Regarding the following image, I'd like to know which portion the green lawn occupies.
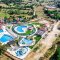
[0,12,10,17]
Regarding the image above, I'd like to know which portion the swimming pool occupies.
[14,26,27,33]
[15,47,28,56]
[20,38,33,45]
[0,34,13,43]
[0,29,3,33]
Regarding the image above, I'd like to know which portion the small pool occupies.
[15,47,28,56]
[0,34,13,43]
[14,26,27,33]
[0,29,3,33]
[20,38,33,45]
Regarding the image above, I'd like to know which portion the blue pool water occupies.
[16,47,28,56]
[20,38,33,44]
[0,29,3,33]
[0,34,13,43]
[16,26,27,33]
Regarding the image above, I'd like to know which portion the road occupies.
[25,21,60,60]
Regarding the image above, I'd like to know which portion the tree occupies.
[0,43,7,56]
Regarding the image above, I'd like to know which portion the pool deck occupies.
[5,51,21,60]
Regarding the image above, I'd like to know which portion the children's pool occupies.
[14,26,27,33]
[15,47,28,56]
[19,38,33,45]
[0,34,13,43]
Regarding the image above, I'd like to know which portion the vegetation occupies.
[44,10,60,19]
[0,43,7,55]
[50,36,60,60]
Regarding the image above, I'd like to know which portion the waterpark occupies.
[0,21,37,59]
[0,17,49,59]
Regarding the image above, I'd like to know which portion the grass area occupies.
[0,12,10,17]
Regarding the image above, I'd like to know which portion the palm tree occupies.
[0,43,7,56]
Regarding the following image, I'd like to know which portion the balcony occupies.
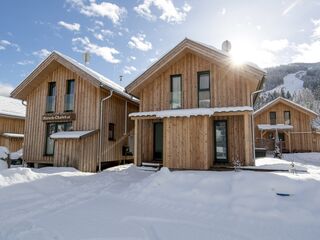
[64,94,74,112]
[170,92,182,109]
[46,96,56,113]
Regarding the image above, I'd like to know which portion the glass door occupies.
[153,122,163,161]
[214,120,228,163]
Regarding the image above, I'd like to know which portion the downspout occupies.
[99,90,113,172]
[123,101,128,135]
[250,89,263,162]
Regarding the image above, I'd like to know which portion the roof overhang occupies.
[50,130,98,140]
[126,38,266,97]
[129,106,253,119]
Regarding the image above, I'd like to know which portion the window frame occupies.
[197,70,211,108]
[170,74,183,109]
[44,122,73,156]
[269,111,277,125]
[283,111,291,125]
[64,79,75,112]
[108,123,116,141]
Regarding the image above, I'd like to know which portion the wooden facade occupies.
[13,52,138,172]
[0,96,26,152]
[126,39,264,169]
[254,97,320,152]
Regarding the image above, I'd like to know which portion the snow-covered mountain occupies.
[255,63,320,112]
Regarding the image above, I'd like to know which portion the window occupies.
[198,72,210,108]
[170,75,182,109]
[269,112,277,125]
[64,79,74,112]
[284,111,291,125]
[45,122,72,155]
[108,123,115,141]
[46,82,56,113]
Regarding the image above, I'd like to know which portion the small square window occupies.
[108,123,115,141]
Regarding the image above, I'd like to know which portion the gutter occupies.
[99,89,113,172]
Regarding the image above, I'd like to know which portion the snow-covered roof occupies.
[129,106,253,118]
[0,96,26,118]
[254,97,318,116]
[258,124,293,130]
[53,51,138,101]
[2,133,24,138]
[50,130,96,139]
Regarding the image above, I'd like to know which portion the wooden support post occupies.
[134,119,139,166]
[243,113,254,166]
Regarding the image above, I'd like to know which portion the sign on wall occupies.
[42,113,76,122]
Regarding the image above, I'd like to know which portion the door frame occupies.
[213,119,229,164]
[153,122,163,161]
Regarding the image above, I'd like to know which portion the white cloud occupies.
[123,66,137,74]
[128,33,152,51]
[72,37,120,63]
[134,0,191,23]
[292,40,320,63]
[282,0,301,16]
[311,18,320,39]
[32,48,51,59]
[58,21,80,31]
[149,57,158,62]
[17,60,34,66]
[261,39,289,52]
[0,83,14,96]
[0,39,21,52]
[67,0,127,24]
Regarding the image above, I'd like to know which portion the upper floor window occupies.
[284,111,291,125]
[46,82,57,113]
[64,79,74,112]
[269,112,277,125]
[170,75,182,109]
[198,72,210,108]
[45,122,72,155]
[108,123,116,141]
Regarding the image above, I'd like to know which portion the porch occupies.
[130,107,253,169]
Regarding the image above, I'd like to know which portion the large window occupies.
[45,122,72,155]
[46,82,57,113]
[64,79,74,112]
[170,75,182,109]
[108,123,116,141]
[198,72,210,108]
[284,111,291,125]
[269,112,277,125]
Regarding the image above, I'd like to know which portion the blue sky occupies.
[0,0,320,95]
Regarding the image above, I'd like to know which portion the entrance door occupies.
[214,120,228,163]
[153,122,163,161]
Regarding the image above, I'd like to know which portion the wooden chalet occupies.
[126,38,265,169]
[0,96,26,152]
[11,52,138,172]
[254,97,320,152]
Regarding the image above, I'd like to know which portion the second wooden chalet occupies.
[126,39,265,169]
[254,97,320,152]
[12,52,138,172]
[0,96,26,152]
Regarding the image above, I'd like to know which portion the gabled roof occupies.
[0,96,26,119]
[254,97,318,117]
[11,51,136,101]
[126,38,266,94]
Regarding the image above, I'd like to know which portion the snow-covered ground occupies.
[0,153,320,240]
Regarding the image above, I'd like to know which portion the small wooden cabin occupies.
[12,52,138,172]
[0,96,26,152]
[126,38,265,169]
[254,97,320,152]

▬▬▬

▸ **INSTRUCTION**
Render the lines as a numbered list, starting at the line that contains "wooden facade occupies." and ending at the line that contains "[243,113,254,166]". Leave out any blank lines.

▸ **RESULT OF THE EXERCISE**
1. Regarding the image above, I'd like to know which portion the wooden facade occupies.
2. [13,52,138,172]
3. [0,96,26,152]
4. [126,39,264,169]
5. [254,97,320,152]
6. Regarding the image above, I'd like to know which portion the snow-covered mountain occupies.
7. [255,63,320,112]
8. Regarding the image above, I'd like to know which portion the window occupies.
9. [198,72,210,108]
10. [170,75,182,109]
11. [269,112,277,125]
12. [64,79,74,112]
13. [284,111,291,125]
14. [45,122,72,155]
15. [108,123,115,141]
16. [46,82,56,113]
17. Regarding the image above, I'd like to know which portion the small square window occupies.
18. [108,123,115,141]
19. Regarding the image above, I'd like to know which portion the gutter occupies.
20. [99,89,113,172]
21. Regarding the image above, I'd like to know which portion the snow-covered roof occupies.
22. [129,106,253,118]
23. [0,96,26,118]
24. [254,97,318,116]
25. [258,124,293,130]
26. [53,51,138,101]
27. [2,133,24,138]
28. [50,130,96,139]
29. Regarding the image above, I'd like to know which portion the wooden support post occupies.
30. [134,119,139,166]
31. [243,113,254,166]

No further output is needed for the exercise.